◆ PROBLEM TO WORK ON
Can you output the listing below as a numbered list, with blank lines left out and the pictures omitted?

(Photo-based point labeling data)
====
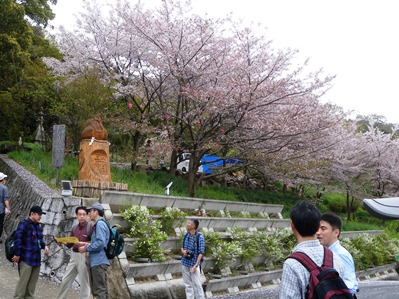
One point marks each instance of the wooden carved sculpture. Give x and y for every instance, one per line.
x=94, y=162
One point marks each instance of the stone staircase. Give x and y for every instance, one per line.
x=163, y=280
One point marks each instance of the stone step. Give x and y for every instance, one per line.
x=221, y=224
x=122, y=200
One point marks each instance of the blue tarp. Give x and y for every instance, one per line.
x=212, y=162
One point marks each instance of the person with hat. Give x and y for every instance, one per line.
x=78, y=262
x=97, y=257
x=4, y=202
x=192, y=250
x=28, y=244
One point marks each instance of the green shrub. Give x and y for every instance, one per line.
x=147, y=232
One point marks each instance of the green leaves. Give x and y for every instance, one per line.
x=147, y=232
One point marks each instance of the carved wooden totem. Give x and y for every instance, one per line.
x=94, y=162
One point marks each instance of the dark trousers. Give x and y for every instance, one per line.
x=99, y=281
x=1, y=223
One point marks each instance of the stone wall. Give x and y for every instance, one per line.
x=26, y=190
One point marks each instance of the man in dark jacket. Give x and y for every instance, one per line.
x=28, y=244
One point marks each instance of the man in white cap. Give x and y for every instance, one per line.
x=4, y=202
x=97, y=257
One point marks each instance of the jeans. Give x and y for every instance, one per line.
x=1, y=223
x=99, y=281
x=192, y=283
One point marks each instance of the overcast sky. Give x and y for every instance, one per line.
x=352, y=39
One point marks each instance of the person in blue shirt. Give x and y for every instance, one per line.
x=192, y=253
x=328, y=234
x=99, y=262
x=28, y=243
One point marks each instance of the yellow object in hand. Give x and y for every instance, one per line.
x=72, y=240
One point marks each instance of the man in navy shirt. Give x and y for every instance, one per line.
x=28, y=244
x=192, y=249
x=78, y=264
x=97, y=257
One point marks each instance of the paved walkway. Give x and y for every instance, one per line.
x=48, y=290
x=45, y=289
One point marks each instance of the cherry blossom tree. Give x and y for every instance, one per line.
x=214, y=87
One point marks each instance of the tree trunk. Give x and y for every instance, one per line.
x=193, y=179
x=136, y=145
x=173, y=162
x=348, y=210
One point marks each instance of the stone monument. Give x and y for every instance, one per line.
x=94, y=163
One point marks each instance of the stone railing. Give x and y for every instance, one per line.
x=26, y=190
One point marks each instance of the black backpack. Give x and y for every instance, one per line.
x=116, y=242
x=324, y=281
x=196, y=243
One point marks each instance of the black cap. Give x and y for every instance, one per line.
x=37, y=209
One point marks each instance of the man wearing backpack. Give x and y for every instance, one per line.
x=305, y=222
x=97, y=256
x=28, y=245
x=192, y=250
x=78, y=262
x=328, y=235
x=4, y=202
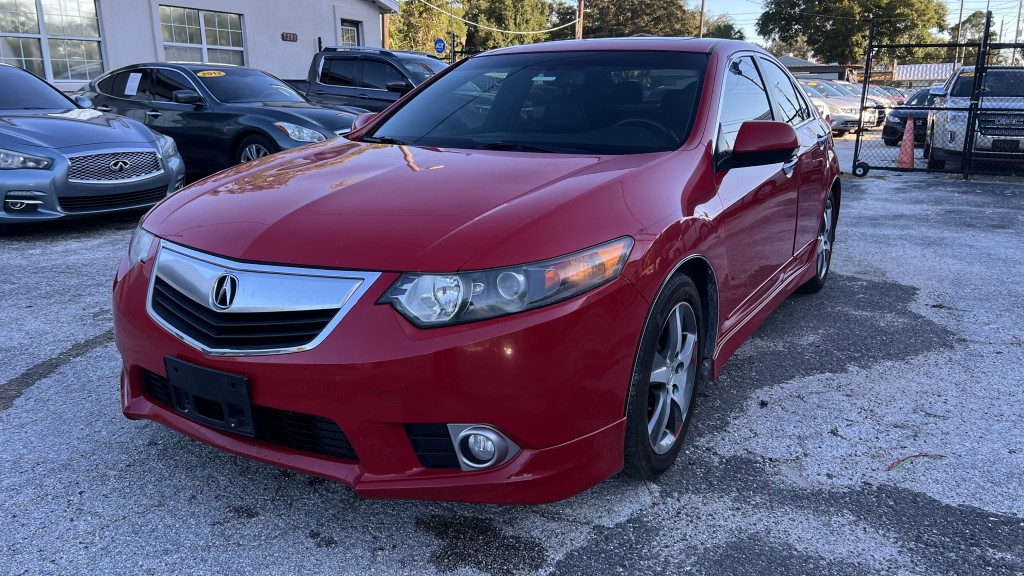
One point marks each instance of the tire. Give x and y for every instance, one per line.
x=253, y=148
x=823, y=251
x=671, y=350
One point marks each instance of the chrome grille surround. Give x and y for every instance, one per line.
x=262, y=290
x=96, y=167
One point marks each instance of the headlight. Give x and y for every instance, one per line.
x=440, y=299
x=300, y=133
x=167, y=147
x=10, y=160
x=138, y=248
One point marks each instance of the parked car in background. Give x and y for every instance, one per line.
x=365, y=77
x=896, y=120
x=219, y=115
x=999, y=132
x=844, y=112
x=59, y=159
x=501, y=302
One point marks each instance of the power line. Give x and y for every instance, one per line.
x=485, y=27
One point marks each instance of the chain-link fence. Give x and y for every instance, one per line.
x=950, y=108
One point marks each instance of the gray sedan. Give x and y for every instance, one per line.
x=58, y=158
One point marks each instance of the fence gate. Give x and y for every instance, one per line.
x=966, y=114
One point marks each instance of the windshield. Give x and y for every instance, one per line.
x=826, y=89
x=999, y=82
x=25, y=91
x=244, y=85
x=569, y=103
x=422, y=69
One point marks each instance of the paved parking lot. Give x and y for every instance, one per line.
x=913, y=350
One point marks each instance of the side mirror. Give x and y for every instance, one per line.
x=363, y=119
x=759, y=144
x=186, y=96
x=398, y=86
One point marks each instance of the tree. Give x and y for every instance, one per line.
x=417, y=26
x=722, y=26
x=837, y=30
x=513, y=15
x=627, y=17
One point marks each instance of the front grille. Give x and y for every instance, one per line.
x=112, y=201
x=1001, y=124
x=291, y=429
x=104, y=167
x=432, y=445
x=249, y=331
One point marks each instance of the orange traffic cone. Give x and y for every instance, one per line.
x=905, y=158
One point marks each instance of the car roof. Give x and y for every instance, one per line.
x=681, y=44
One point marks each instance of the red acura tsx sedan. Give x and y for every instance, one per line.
x=505, y=288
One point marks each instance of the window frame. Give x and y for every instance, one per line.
x=204, y=44
x=44, y=37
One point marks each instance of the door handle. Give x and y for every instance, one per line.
x=791, y=165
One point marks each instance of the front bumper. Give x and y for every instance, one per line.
x=52, y=196
x=554, y=380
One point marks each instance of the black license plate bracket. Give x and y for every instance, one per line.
x=216, y=399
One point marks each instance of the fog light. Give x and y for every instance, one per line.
x=480, y=447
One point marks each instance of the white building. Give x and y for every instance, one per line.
x=70, y=42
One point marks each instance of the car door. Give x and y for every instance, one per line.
x=337, y=83
x=124, y=93
x=194, y=128
x=759, y=202
x=792, y=107
x=376, y=76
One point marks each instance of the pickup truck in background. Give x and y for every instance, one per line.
x=365, y=77
x=1000, y=118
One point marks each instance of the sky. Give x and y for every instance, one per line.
x=745, y=12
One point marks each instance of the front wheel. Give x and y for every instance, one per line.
x=666, y=376
x=822, y=256
x=253, y=148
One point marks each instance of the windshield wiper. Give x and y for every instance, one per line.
x=383, y=139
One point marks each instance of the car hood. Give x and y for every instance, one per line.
x=331, y=119
x=72, y=128
x=349, y=205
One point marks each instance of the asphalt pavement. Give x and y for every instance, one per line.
x=871, y=428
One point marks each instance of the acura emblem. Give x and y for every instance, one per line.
x=223, y=291
x=120, y=165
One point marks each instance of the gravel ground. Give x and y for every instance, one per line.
x=914, y=348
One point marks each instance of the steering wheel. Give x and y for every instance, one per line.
x=647, y=123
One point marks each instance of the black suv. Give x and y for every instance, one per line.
x=366, y=77
x=218, y=115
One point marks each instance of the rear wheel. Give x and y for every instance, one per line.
x=665, y=380
x=822, y=257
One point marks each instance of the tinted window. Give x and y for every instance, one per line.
x=166, y=82
x=377, y=74
x=339, y=72
x=791, y=107
x=133, y=85
x=244, y=85
x=744, y=98
x=25, y=91
x=562, y=103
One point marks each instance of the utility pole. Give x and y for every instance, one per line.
x=580, y=22
x=700, y=26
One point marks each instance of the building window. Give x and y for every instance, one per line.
x=201, y=36
x=349, y=33
x=53, y=39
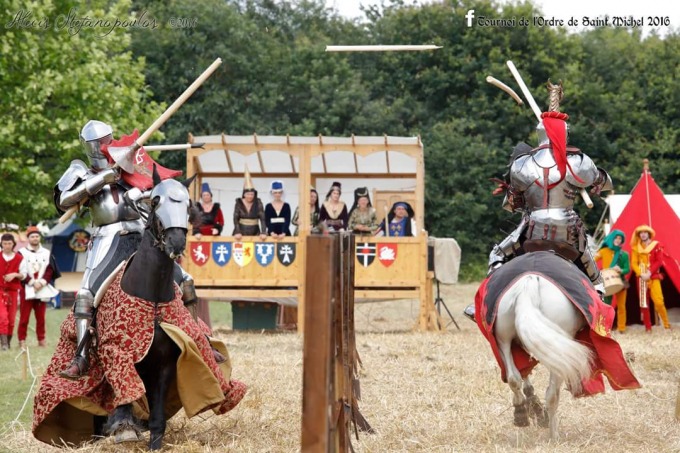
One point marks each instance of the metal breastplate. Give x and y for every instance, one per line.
x=109, y=206
x=532, y=173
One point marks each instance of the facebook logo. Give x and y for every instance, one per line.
x=469, y=16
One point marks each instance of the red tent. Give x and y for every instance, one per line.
x=648, y=206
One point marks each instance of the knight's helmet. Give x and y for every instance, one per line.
x=556, y=94
x=93, y=135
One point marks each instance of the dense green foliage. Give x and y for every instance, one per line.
x=276, y=79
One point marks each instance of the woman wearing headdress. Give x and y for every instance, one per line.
x=333, y=212
x=211, y=218
x=313, y=213
x=362, y=217
x=249, y=212
x=277, y=213
x=400, y=221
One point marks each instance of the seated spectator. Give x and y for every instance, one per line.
x=211, y=219
x=313, y=213
x=400, y=221
x=362, y=217
x=277, y=213
x=333, y=212
x=249, y=213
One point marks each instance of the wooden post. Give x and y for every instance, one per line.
====
◆ CORRECT RESULT
1. One point marks each instance of the wooden carved sculpture. Give x and y for every instance, one per line.
2. x=94, y=162
3. One point marks each instance of the stone staircase. Give x and y for every instance, one per line.
4. x=163, y=280
5. One point marks each instance of the stone step. Give x and y for every instance, one per line.
6. x=221, y=224
7. x=122, y=200
8. One point marks each instance of the blue tarp. Give x and y for every instance, one per line.
9. x=212, y=162
10. One point marks each instance of the person with hat. Give x and y for every instance, one per line.
11. x=78, y=262
12. x=97, y=257
13. x=4, y=202
14. x=192, y=250
15. x=28, y=244
16. One point marks each instance of the green shrub. Give x and y for every instance, one per line.
17. x=147, y=232
18. One point marks each instance of the green leaves. Give x and y for every instance, one per line.
19. x=147, y=232
20. One point marks each instance of the carved wooden totem. Give x and y for every instance, one per line.
21. x=94, y=162
22. One point marks each instance of the dark trousers. Give x and y for every instance, one per line.
23. x=99, y=281
24. x=1, y=223
25. One point marks each instance of the stone wall. Give x and y for every instance, one per line.
26. x=26, y=190
27. One point marks each instance of the man in dark jacket. Give x and y for every instance, one per line.
28. x=28, y=244
29. One point marks each instance of the man in white cap. Give x and y for every instance, one per line.
30. x=4, y=202
31. x=97, y=257
32. One point marks each instance of the jeans. Give x and y for every instance, one per line.
33. x=1, y=223
34. x=99, y=281
35. x=192, y=283
36. One point marks each instance of the overcast sky. Give x and y for every instance, one per line.
37. x=352, y=39
38. One point marks each instance of the person in blue shirt. Give x and y for every instance, one per line.
39. x=192, y=253
40. x=328, y=234
41. x=99, y=262
42. x=28, y=243
43. One point marks each instance of the yellow object in hand. Give x and y for every instance, one per line.
44. x=72, y=240
45. One point marks each instance of the man in navy shirt. Give x and y for every instance, one per line.
46. x=28, y=244
47. x=192, y=249
48. x=78, y=264
49. x=97, y=257
50. One point marks each instance of the paved walkway. Give x and y for every instance, one per line.
51. x=48, y=290
52. x=45, y=289
53. One point marks each instance of the cherry blossom tree. Give x and y for every instance, one per line.
54. x=214, y=87
55. One point marks each instance of the tree trunk. Give x and y for every instance, one per line.
56. x=193, y=179
57. x=136, y=145
58. x=173, y=162
59. x=348, y=210
60. One point marks each instance of the stone monument. Give x and y for every instance, one per line.
61. x=94, y=163
62. One point marks each instance of the stone railing. Give x and y for every instance, one per line.
63. x=26, y=190
64. One point marks each instance of the black backpack. Give x and y for every instance, one per line.
65. x=116, y=242
66. x=324, y=281
67. x=196, y=243
68. One point marks each instance of the black cap. Give x and y for every instance, one per line.
69. x=37, y=209
70. One point marks each instance of the man wearing backpack. Give x and y for every instance, one per line.
71. x=305, y=222
72. x=97, y=256
73. x=28, y=245
74. x=192, y=250
75. x=78, y=262
76. x=328, y=235
77. x=4, y=202
78. One point marks each instance of the tire. Give x and y for every instance, one per line.
79. x=253, y=148
80. x=823, y=251
81. x=671, y=350
82. One point marks each instance of the chrome grille surround. Give x and y for every instance, one per line.
83. x=262, y=290
84. x=96, y=167
85. One point marks each instance of the headlight. Give x and y for every instance, one per line.
86. x=440, y=299
87. x=300, y=133
88. x=167, y=147
89. x=10, y=160
90. x=138, y=248
91. One point marks each instance of the parked car in background. Give x and y for every instance, one per line.
92. x=365, y=77
93. x=896, y=120
94. x=219, y=115
95. x=999, y=132
96. x=844, y=112
97. x=59, y=159
98. x=501, y=302
99. One point marks each instance of the power line. Give x and y for every instance, one per line.
100. x=485, y=27
101. One point marks each instance of the chain-link fence. Give x and y for every instance, one per line.
102. x=950, y=108
103. One point marks each instance of the gray sedan. Give x and y for every instance, one per line.
104. x=58, y=158
105. One point marks each instance of the fence gate. Give x and y for every instance, one per line.
106. x=966, y=114
107. One point marks each instance of the windshield. Give x and y for every instance, one per line.
108. x=826, y=89
109. x=999, y=82
110. x=25, y=91
111. x=244, y=85
112. x=569, y=103
113. x=422, y=69
114. One point marks each instance of the paved parking lot. Give x and y for every instance, one per line.
115. x=913, y=350
116. One point marks each instance of the side mirror. Give x and y for every instance, one per line.
117. x=363, y=119
118. x=759, y=144
119. x=186, y=96
120. x=398, y=86
121. One point marks each instance of the tree. Give x and y for every instance, one per line.
122. x=417, y=26
123. x=722, y=26
124. x=837, y=30
125. x=513, y=15
126. x=627, y=17
127. One point marks each instance of the front grille. Give x and y for every instance, one per line.
128. x=112, y=201
129. x=1001, y=124
130. x=291, y=429
131. x=104, y=167
132. x=432, y=445
133. x=249, y=331
134. One point marks each instance of the orange traffic cone. Give x and y for every instance, one per line.
135. x=905, y=158
136. One point marks each instance of the car roof. Give x and y for every instance, one per line.
137. x=681, y=44
138. One point marks each instance of the red acura tsx sedan. Give x and y for every instance, one per line.
139. x=505, y=288
140. One point marks each instance of the window frame. Give x and y for every instance, one per line.
141. x=204, y=44
142. x=44, y=37
143. One point marks each instance of the door handle. Give x and y for every instance, one per line.
144. x=791, y=165
145. One point marks each instance of the front bumper. Give x and y for every instance, one per line.
146. x=52, y=196
147. x=554, y=380
148. One point marks each instance of the black license plate bracket. Give x and y for every instance, one per line.
149. x=216, y=399
150. One point marks each instance of the fog light. Give x and y for every instance, one per line.
151. x=480, y=447
152. One point marks each instance of the white building. Give x and y for every instance, one per line.
153. x=70, y=42
154. One point marks each instance of the car door. Give x and y for every instance, one per line.
155. x=337, y=83
156. x=124, y=93
157. x=194, y=128
158. x=759, y=202
159. x=792, y=107
160. x=376, y=76
161. One point marks each instance of the pickup truck in background. Give x and y for every instance, one per line.
162. x=365, y=77
163. x=1000, y=118
164. One point marks each instance of the sky. Give x and y for every instance, one per line.
165. x=745, y=12
166. One point marks each instance of the front wheel. Give x and y for every instance, one per line.
167. x=666, y=376
168. x=822, y=256
169. x=253, y=148
170. One point marks each instance of the windshield wiper. Give x and y for every instance, one per line.
171. x=383, y=139
172. One point marks each instance of the car hood. Give x and y for every instance, one per line.
173. x=331, y=119
174. x=72, y=128
175. x=349, y=205
176. One point marks each instance of the asphalt pavement. Give x and y for every instance, one per line.
177. x=871, y=428
178. One point marks each instance of the acura emblem. Give x and y for every instance, one per line.
179. x=223, y=291
180. x=120, y=165
181. One point marks each instance of the gravel ground. Give x and y for every instance, one per line.
182. x=914, y=348
183. One point marks each instance of the steering wheel. Give x and y for every instance, one per line.
184. x=647, y=123
185. One point marks each instance of the black suv. Give x and y for every instance, one per line.
186. x=366, y=77
187. x=218, y=115
188. One point marks each instance of the rear wheel. Give x and y for every instance, one per line.
189. x=665, y=380
190. x=822, y=257
191. One point marks each instance of the tinted window. Give x and y for every instance, one per line.
192. x=166, y=82
193. x=377, y=74
194. x=339, y=72
195. x=791, y=107
196. x=133, y=85
197. x=244, y=85
198. x=744, y=98
199. x=25, y=91
200. x=562, y=103
201. One point marks each instance of the utility pole. Give x and y for every instance, one per line.
202. x=580, y=22
203. x=700, y=26
204. One point marks each instance of the building window. Give x and y for every instance, one per line.
205. x=201, y=36
206. x=349, y=33
207. x=53, y=39
208. One point marks each instance of the metal breastplate. Give x and y for every instance, one per line.
209. x=109, y=206
210. x=532, y=173
211. One point marks each instance of the facebook logo. Give x and y for every instance, one per line.
212. x=469, y=16
213. One point marks each instance of the red tent. Give x and y for every instance, one per line.
214. x=648, y=206
215. One point marks each instance of the knight's helmet. Give x and y for every instance, one per line.
216. x=556, y=94
217. x=93, y=135
218. One point marks each instance of the dense green foliage. Give x and y for every instance, one per line.
219. x=276, y=79
220. One point marks each instance of the woman wearing headdress. Give x and y for every instance, one per line.
221. x=333, y=212
222. x=211, y=218
223. x=313, y=213
224. x=362, y=217
225. x=249, y=212
226. x=277, y=213
227. x=400, y=221
228. One point marks each instance of the seated spectator. Give x and y for every instance, one per line.
229. x=211, y=219
230. x=313, y=213
231. x=400, y=221
232. x=362, y=217
233. x=277, y=213
234. x=333, y=212
235. x=249, y=213
236. One point marks each instance of the wooden post. Give x and y for every instance, one per line.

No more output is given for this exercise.